ВАША ЗАДАЧА:
Перескажите короче абзац статьи, начинающийся словами «В Вашингтоне сложился консенсус», сохранив его основные факты.

ДОКУМЕНТ:
+++++

Развертывание гиперзвуковых ракет в России вызывает на Западе нескрываемую досаду и ревность. Многие СМИ описывали это событие как революционный прорыв, сравнимый с запуском первого искусственного спутника Земли. В игру включились «эксперты»-самозванцы, вроде тех, кто выступает с прогнозами в день выборов, после того, как появились первые результаты экспресс-опросов. Чиновники из Пентагона уверяют нас, что Соединенные Штаты сохраняют превосходство в сфере ядерных вооружений и способны ответить (пусть и не вполне адекватно) на любые угрозы, исходящие от России.
На девяносто восемь процентов вся эта непосредственная реакция – не более чем гадания на кофейной гуще. Она просто сигнализирует о том, что мы имеем дело с чем-то большим и важным, но при этом не имеем ни малейшего представления о его форме или размерах, а также о его значении. И это, в общем-то, нормально. Важнее другое: необходимо как можно быстрее перейти от истерии к стадии пристального наблюдения и анализа.
В Вашингтоне сложился консенсус по поводу того, что Россия – смертельный враг США. Мы вводим санкции против русских, мы осуждаем Россию по любому поводу, мы заставляем наших европейских партнеров отказываться от сотрудничества с ней, мы рисуем ужасные образы Владимира Путина, игнорируя практически все, что он говорит, как если бы речь шла о Гитлере. Тем не менее, похоже, никто не может четко сформулировать, в чем же состоит российская угроза, за исключением того, что Москва встает у нас на пути везде, где мы хотим добиться полного контроля над ситуацией: Сирия, Ливия, Иран, Турция, Украина, Грузия.

+++++

МАТЕРИАЛ:
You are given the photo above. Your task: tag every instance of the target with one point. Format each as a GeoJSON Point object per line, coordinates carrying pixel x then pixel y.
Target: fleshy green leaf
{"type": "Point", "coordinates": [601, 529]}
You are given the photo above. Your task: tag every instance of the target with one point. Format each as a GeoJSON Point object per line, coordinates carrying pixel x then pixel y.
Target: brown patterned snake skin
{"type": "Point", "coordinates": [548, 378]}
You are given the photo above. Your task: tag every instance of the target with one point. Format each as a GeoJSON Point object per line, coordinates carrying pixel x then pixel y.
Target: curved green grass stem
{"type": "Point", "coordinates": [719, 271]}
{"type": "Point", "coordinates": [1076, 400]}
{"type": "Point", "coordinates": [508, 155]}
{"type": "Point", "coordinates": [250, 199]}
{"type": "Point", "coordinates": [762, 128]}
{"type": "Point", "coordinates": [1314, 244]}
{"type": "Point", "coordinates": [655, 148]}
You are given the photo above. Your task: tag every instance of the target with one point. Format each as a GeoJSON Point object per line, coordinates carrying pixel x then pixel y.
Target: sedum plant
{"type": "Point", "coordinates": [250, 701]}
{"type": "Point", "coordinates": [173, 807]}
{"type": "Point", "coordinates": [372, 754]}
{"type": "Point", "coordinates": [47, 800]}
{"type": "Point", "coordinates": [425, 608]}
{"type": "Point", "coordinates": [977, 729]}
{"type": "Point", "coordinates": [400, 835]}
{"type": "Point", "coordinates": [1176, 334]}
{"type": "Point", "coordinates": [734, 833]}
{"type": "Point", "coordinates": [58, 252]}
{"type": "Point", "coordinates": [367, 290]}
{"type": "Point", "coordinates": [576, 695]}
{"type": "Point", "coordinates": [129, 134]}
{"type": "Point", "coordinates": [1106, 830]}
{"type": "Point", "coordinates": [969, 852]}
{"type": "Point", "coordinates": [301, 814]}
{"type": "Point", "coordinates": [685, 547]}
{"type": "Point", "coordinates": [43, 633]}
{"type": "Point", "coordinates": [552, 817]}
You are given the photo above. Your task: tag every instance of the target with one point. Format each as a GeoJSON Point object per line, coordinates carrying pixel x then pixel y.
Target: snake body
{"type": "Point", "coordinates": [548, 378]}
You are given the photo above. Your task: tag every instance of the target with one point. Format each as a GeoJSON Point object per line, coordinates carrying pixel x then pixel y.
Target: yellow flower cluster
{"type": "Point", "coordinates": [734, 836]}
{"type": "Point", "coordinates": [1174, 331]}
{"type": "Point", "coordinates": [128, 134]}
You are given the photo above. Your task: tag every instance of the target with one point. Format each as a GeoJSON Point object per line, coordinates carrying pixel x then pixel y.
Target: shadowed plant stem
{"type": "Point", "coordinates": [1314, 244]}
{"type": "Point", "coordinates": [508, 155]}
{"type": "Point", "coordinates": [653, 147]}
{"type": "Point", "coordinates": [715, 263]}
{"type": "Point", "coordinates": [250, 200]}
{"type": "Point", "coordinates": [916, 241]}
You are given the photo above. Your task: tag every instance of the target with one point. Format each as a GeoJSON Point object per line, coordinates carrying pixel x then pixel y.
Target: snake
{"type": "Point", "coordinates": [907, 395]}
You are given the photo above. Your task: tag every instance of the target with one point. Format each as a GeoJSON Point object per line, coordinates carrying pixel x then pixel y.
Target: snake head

+++++

РЕШЕНИЕ:
В Вашингтоне Россию считают смертельным врагом США. Против нее вводят санкции и осуждают ее по любому поводу. Европейских партнеров принуждают отказаться от сотрудничества с ней. Владимира Путина рисуют в ужасных образах, как Гитлера, и игнорируют почти все его слова. Однако, похоже, никто не может четко сформулировать, в чем состоит российская угроза. Называют лишь то, что Москва встает на пути США везде, где они хотят полного контроля: в Сирии, Ливии, Иране, Турции, Украине и Грузии.